-- Opening Marker --

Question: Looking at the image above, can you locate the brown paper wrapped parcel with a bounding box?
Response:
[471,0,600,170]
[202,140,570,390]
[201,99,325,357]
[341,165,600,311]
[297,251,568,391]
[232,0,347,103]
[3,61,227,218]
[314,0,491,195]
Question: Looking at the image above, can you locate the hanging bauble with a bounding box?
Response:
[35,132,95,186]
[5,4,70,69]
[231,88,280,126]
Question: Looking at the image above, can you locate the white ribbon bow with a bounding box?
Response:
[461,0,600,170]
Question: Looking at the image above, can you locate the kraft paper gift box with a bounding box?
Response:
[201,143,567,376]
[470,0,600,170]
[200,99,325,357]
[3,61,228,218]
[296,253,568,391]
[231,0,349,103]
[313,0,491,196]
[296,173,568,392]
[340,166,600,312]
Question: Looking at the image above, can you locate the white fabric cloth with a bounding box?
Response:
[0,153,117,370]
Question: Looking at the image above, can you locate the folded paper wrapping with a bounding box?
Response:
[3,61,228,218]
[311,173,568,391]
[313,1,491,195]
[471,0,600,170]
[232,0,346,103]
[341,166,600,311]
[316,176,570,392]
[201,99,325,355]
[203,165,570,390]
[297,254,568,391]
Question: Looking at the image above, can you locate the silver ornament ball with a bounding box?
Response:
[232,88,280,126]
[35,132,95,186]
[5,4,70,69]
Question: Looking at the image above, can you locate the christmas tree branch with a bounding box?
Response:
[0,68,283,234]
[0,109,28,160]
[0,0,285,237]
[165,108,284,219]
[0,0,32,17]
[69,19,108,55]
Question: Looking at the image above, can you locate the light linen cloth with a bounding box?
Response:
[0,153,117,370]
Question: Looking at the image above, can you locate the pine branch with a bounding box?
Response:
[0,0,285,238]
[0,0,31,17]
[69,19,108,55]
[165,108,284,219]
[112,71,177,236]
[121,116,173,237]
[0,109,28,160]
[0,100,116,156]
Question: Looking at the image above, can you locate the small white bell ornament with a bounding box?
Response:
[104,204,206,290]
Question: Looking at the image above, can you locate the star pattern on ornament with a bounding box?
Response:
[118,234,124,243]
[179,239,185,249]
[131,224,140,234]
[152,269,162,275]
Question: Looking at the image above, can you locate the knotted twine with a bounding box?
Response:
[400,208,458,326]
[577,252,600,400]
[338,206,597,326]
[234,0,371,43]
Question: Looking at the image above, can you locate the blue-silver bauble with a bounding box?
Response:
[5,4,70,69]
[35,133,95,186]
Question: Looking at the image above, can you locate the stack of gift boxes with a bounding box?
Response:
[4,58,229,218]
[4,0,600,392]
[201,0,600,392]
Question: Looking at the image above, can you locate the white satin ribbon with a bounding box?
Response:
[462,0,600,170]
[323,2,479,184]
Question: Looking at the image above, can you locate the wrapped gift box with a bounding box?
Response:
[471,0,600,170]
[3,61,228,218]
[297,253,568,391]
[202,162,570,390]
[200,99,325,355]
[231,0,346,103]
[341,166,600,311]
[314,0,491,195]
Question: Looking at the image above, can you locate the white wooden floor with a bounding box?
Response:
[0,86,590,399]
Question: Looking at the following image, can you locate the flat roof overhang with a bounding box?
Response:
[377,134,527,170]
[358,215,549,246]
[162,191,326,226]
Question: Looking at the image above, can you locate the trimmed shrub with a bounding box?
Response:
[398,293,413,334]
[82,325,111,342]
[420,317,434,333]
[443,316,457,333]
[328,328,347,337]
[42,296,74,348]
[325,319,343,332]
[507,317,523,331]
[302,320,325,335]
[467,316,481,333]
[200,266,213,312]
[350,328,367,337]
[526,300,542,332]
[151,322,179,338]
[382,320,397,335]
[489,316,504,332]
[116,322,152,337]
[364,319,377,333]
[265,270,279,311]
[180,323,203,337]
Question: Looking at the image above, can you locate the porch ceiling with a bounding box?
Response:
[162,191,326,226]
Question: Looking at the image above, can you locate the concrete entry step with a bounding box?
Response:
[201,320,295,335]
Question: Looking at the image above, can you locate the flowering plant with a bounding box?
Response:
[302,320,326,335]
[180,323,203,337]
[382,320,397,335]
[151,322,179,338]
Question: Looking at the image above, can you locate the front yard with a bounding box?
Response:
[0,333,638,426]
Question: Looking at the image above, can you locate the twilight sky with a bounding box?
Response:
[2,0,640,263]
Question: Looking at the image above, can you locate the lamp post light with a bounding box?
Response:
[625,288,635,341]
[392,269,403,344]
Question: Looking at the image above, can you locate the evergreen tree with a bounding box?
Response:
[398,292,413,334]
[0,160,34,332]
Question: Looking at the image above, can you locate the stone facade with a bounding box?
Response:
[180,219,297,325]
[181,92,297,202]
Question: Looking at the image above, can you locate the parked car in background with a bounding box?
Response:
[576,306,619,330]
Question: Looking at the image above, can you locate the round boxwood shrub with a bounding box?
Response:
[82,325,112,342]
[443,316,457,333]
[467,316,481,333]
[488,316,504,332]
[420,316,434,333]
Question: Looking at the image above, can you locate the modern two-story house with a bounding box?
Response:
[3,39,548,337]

-- Closing Marker --

**EXERCISE AIM:** The data must be given again in full, exactly as written.

**WRITTEN RESPONSE:**
Question: Looking at the image above, can you locate the brown paper wrapped parcel with a bounding box?
Response:
[471,0,600,170]
[202,140,570,390]
[201,99,325,357]
[341,165,600,311]
[297,251,568,391]
[232,0,347,103]
[3,61,227,218]
[314,0,491,195]
Question: Looking at the image above, can you locate the hanging bauble with a bounding box?
Response:
[35,132,95,186]
[5,4,70,69]
[231,88,280,126]
Question: Looking at the image above, can you locate the white ribbon bow with a bounding box?
Response:
[461,0,600,170]
Question: Looking at the image above, can you locate the kraft paper gift box with a bounding box?
Response:
[201,143,567,376]
[470,0,600,170]
[200,99,325,357]
[3,61,228,218]
[296,253,568,391]
[231,0,349,103]
[313,0,491,196]
[296,173,568,392]
[340,166,600,312]
Question: Looking at the image above, can you locate the white fabric cloth with a bounding box?
Response:
[0,153,117,370]
Question: Looking at the image above, can you locate the folded paper wrapping with a bounding box?
Response:
[3,61,228,218]
[311,173,568,391]
[313,1,491,195]
[471,0,600,170]
[232,0,346,103]
[341,166,600,311]
[316,176,570,392]
[201,99,325,355]
[203,165,570,390]
[297,254,568,391]
Question: Looking at the image above, can you locate the silver ornament ball with a bounding box?
Response:
[232,88,280,126]
[35,132,95,186]
[5,4,70,69]
Question: Looking at the image above, can you locate the christmas tree branch with a bounding box?
Response:
[0,68,283,234]
[0,109,28,160]
[0,0,285,237]
[165,108,284,219]
[0,0,32,17]
[69,19,108,55]
Question: Looking at the image above, can you locate the light linen cloth with a bounding box?
Response:
[0,153,117,370]
Question: Looking at the image above, can you locate the pine branch with a bounding box?
Response:
[0,0,285,238]
[0,0,31,17]
[69,19,108,55]
[165,108,284,219]
[112,71,177,236]
[121,116,173,237]
[0,109,28,160]
[0,100,116,156]
Question: Looking at the image above, can you locate the small white bell ornament with a bounding box?
Response:
[104,204,206,290]
Question: Looking at the image above, can you locate the star pattern on ornament with a bounding box?
Response:
[118,234,124,243]
[179,239,185,249]
[131,224,140,234]
[152,269,162,275]
Question: Looking at the image above, can you locate the knotted twine with a bounding box?
Response:
[400,208,458,326]
[577,252,600,400]
[338,206,597,326]
[234,0,371,43]
Question: Looking at the image above, can you locate the blue-silver bauble with a bounding box?
Response:
[5,4,70,69]
[35,133,95,186]
Question: Looking at the image above, can you locate the stack of gift boxes with a bounding box?
Response:
[4,58,229,218]
[4,0,600,392]
[201,0,600,392]
Question: Looking at the image above, can you locate the white satin ribbon with a bounding box?
Response:
[462,0,600,170]
[323,2,479,184]
Question: Looking at the image above, can you locate the wrapped gift box with a bounding box?
Response:
[471,0,600,170]
[3,61,228,218]
[297,253,568,391]
[202,162,570,390]
[200,99,325,355]
[231,0,346,103]
[341,166,600,311]
[314,0,491,195]
Question: Looking at the image above, can you locate the white wooden floor with a bounding box?
Response:
[0,86,590,399]
Question: Looking at the following image, can you locate the flat roof overhang with a bounding box?
Response:
[377,134,527,170]
[358,215,549,246]
[162,191,326,226]
Question: Looking at the image above, can you locate the trimmed shrub with a bounding box?
Response:
[398,293,413,334]
[82,325,111,342]
[420,317,434,333]
[443,316,457,333]
[328,328,347,337]
[42,296,74,348]
[325,319,343,332]
[507,317,523,331]
[302,320,325,335]
[467,316,481,333]
[200,266,213,312]
[350,328,367,337]
[526,300,542,332]
[151,322,179,338]
[382,320,397,335]
[489,316,504,332]
[116,322,152,337]
[364,319,377,333]
[265,270,279,311]
[180,323,203,337]
Question: Looking at the image above, can you locate the porch ceiling with a bounding box?
Response:
[162,191,326,226]
Question: Looking at the image above, can you locate the concrete entry step with a bounding box?
Response:
[201,320,295,335]
Question: Looking at the image above, can you locate the flowering plant with a bounding box?
Response:
[302,320,326,335]
[180,323,203,337]
[382,320,397,335]
[151,322,179,338]
Question: Looking at the image above, can you locate the front yard with a bounding box?
Response:
[0,333,638,426]
Question: Looking at the image above, can you locate the twilight sky with a bounding box?
Response:
[2,0,640,263]
Question: Looking at the image above, can you locate the lamp post light with a bounding box?
Response:
[625,288,635,341]
[392,269,403,344]
Question: Looking at the image above, can you locate the evergreen tree with a bounding box?
Response:
[398,292,413,334]
[0,160,34,332]
Question: Looking at the image above, can you locate the stone facade with a bounding box?
Response:
[180,219,297,325]
[181,92,297,202]
Question: Looking at the image above, can you locate the parked car in background with a bounding box?
Response:
[576,306,619,330]
Question: Looking at the image above, can you locate the round boxwood shrub with a bounding box?
Response:
[82,325,112,342]
[443,316,457,333]
[467,316,481,333]
[488,316,504,332]
[420,316,434,333]
Question: Looking at the image above, can you locate the modern two-story house with a bounding box?
Response:
[3,39,548,337]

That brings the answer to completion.